## START
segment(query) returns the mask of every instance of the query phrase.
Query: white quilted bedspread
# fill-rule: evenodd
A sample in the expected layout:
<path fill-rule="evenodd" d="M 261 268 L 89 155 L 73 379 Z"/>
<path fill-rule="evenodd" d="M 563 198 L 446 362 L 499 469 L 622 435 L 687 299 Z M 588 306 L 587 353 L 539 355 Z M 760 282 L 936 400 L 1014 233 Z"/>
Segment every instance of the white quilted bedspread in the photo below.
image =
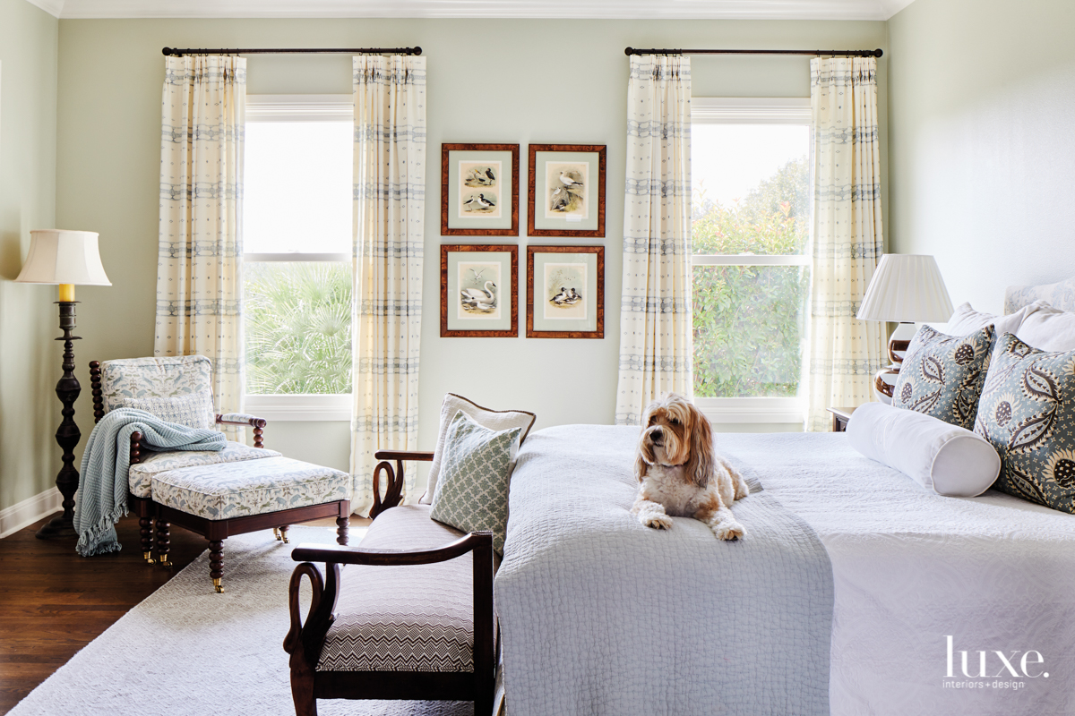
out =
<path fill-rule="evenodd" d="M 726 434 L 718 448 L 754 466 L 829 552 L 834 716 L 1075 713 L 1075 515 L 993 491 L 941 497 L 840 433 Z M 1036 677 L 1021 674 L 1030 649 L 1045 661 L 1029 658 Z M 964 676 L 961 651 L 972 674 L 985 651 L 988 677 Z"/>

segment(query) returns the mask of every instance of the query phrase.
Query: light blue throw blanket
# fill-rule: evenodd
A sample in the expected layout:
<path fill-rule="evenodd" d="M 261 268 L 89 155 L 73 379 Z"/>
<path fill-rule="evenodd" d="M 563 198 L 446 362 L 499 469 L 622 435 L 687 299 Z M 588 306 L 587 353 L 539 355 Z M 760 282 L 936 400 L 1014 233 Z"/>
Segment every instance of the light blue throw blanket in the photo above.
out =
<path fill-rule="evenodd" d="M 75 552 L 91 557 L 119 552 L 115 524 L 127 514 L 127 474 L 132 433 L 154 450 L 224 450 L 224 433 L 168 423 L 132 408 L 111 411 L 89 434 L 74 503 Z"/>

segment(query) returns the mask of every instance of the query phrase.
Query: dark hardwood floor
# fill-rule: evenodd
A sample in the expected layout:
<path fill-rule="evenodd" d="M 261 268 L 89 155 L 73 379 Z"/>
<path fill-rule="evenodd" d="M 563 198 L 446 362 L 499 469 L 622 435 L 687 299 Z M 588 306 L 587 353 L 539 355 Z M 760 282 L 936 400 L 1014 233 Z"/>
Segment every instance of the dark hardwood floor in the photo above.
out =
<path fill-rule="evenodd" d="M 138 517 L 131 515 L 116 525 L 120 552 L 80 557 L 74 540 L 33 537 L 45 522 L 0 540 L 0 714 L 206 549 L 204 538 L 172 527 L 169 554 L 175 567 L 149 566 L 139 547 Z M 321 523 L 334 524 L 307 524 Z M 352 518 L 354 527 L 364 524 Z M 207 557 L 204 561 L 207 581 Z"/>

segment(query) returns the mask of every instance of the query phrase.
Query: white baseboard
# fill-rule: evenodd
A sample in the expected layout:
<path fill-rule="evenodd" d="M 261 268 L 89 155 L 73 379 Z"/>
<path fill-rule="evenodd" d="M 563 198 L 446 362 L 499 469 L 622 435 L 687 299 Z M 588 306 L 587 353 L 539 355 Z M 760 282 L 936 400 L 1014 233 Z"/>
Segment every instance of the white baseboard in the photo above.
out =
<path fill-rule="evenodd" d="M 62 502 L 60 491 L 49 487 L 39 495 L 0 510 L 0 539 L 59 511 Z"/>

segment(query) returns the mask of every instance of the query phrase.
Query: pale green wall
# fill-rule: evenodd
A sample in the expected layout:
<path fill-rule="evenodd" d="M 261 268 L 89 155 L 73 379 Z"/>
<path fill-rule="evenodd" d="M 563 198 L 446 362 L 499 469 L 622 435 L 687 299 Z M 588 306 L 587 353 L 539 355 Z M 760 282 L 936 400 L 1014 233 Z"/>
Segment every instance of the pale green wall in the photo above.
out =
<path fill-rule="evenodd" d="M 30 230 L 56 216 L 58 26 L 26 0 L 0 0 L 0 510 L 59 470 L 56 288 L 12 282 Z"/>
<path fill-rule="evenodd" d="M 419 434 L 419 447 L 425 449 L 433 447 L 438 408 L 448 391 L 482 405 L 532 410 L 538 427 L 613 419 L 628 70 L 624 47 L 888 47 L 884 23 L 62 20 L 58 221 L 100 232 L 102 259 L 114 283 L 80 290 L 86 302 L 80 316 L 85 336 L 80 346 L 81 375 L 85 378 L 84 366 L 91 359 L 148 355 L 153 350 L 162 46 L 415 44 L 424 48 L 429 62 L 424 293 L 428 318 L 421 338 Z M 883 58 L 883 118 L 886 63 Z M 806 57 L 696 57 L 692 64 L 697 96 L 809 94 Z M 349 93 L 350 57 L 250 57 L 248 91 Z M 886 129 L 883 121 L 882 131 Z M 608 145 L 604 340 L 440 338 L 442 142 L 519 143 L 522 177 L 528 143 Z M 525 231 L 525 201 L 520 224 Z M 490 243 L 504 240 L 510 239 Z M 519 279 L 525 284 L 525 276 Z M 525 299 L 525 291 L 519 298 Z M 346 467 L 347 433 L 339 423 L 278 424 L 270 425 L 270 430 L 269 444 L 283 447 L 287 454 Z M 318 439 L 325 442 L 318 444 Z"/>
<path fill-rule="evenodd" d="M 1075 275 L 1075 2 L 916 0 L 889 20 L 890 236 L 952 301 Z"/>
## END
## START
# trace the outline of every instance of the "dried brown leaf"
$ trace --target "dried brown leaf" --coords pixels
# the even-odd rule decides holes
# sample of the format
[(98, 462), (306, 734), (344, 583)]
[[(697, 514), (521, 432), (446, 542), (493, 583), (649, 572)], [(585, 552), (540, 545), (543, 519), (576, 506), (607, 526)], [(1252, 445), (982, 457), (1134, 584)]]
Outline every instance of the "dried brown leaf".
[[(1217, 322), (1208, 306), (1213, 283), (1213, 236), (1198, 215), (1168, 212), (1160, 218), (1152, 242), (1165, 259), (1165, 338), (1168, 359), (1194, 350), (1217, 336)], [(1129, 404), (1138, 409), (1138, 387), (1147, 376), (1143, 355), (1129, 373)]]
## END
→ **DESCRIPTION OF THE TASK**: Return every line of the data above that contains the string "blue", treating uppercase and lowercase as different.

→ **EXERCISE OUTPUT**:
Query: light blue throw blanket
Segment every instance of the light blue throw blanket in the photo above.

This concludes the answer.